**TEXT SHOWN**
+---+
Submitting text labeling requests

AI Platform Data Labeling Service supports three types of text labeling tasks:

  • Classification tasks, where labelers assign one or more labels to each text segment. You could specify the number of labelers to label each text segment. We recommend that the number should be five or less. Data Labeling Service does a majority vote to determine the proper labels.
  • Classification tasks with sentiment, where the overall label input is the same as the text classification tasks. The labelers can also assign a sentiment regarding the label in the text segment, such as "POSITIVE" or "NEGATIVE". Data Labeling Service will collect the sentiment along with labels from the labelers.
  • Entity extraction tasks, where the labeler will be given a list of labels and a text segment (up to 100000 characters), and they will select the start and end place where the text is talking about for each label. They have the option to select "not included" as well. Data Labeling Service will collect the indices of the selected text for each label.

The labeling request is a long-running operation. The response includes the operation ID, which you can use to check the status of the request. When the labeling is complete, the response includes the value "done": true.

Please note only text in English is supported now.

Text classification tasks

Web UI

  1. Open the Data Labeling Service UI.

  2. Select Datasets from the left navigation.

    The Datasets page shows the status of previously created datasets for the current project.

  3. Click the name of the dataset you want to submit for labeling.

    Datasets with status Import complete are available to submit. The Type of data column shows whether the dataset includes images, videos, or text.

  4. On the Dataset detail page, click the Create labeling task button in the title bar.

  5. On the New labeling task page, enter a name and description for the annotated dataset.

    The annotated dataset is the version of this dataset labeled by human labelers.

  6. From the Objective drop-down, select the type of labeling task you want performed on this dataset.

    The drop-down list includes only the objectives available for the type of data in this dataset. If you do not see the objective you want, it probably means you have selected a dataset with a different type of data in it. Close the New labeling task page and select a different dataset.
+---+
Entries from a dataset

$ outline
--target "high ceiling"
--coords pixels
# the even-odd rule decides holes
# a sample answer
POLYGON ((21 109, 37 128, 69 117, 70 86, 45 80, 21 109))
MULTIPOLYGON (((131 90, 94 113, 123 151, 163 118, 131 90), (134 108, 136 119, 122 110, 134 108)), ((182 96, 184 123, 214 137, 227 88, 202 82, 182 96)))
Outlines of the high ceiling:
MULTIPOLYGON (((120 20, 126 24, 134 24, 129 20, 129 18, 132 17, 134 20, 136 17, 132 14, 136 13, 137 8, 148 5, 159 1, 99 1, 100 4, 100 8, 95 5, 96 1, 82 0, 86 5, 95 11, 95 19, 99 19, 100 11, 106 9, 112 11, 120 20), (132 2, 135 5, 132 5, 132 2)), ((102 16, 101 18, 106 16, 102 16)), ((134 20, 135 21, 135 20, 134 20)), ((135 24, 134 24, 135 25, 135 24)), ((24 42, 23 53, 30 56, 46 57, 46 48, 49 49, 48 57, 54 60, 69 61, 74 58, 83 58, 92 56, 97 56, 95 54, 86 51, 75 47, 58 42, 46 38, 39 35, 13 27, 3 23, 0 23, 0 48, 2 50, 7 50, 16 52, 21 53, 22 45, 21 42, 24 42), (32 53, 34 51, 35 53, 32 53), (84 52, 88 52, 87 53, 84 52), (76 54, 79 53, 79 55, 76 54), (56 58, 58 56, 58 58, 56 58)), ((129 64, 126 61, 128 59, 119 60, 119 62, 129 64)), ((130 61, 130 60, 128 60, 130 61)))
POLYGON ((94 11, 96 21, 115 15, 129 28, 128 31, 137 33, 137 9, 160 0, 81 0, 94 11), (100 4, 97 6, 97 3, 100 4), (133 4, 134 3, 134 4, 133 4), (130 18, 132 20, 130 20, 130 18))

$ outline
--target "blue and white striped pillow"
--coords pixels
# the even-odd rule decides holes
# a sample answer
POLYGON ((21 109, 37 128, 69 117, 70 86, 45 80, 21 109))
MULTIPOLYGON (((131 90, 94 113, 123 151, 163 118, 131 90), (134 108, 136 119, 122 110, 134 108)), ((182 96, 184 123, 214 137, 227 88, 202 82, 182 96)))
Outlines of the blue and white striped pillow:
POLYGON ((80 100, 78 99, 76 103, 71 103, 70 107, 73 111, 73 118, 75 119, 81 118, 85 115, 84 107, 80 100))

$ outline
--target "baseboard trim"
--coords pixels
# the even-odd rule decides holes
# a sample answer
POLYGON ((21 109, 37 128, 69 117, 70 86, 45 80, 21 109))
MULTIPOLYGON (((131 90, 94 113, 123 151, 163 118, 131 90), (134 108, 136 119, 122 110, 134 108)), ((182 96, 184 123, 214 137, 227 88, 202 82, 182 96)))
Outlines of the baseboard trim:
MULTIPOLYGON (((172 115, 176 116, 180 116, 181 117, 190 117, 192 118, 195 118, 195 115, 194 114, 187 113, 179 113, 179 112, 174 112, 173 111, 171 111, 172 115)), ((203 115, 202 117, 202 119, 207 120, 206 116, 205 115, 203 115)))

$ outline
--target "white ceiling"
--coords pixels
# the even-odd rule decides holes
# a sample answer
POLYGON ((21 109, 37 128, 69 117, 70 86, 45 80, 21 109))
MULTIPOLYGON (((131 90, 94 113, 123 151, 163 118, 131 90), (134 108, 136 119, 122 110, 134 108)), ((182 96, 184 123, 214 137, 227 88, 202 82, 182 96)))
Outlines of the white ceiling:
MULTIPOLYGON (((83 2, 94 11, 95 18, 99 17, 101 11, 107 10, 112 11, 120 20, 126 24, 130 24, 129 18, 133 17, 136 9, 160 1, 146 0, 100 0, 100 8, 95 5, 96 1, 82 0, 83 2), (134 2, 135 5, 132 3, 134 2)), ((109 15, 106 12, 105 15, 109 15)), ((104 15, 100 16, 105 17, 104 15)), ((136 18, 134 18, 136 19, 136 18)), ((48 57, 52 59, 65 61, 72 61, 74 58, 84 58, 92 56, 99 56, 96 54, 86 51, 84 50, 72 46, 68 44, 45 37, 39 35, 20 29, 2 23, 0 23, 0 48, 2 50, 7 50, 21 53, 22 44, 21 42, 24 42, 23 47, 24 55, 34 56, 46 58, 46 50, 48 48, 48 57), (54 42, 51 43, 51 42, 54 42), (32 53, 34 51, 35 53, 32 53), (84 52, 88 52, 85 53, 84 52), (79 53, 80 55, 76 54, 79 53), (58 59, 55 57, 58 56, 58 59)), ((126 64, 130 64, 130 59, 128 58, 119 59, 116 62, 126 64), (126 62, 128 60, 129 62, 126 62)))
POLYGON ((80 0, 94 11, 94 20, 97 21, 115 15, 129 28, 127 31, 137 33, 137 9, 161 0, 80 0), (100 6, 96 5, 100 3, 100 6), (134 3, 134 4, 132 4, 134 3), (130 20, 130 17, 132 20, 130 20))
+---+
**GOAL**
According to the text-labeling page, how many labelers should be specified for each text segment in a classification task? The rows are separate material and have no connection to the text-labeling page.

**SOLUTION TO THIS EXERCISE**
Five or fewer.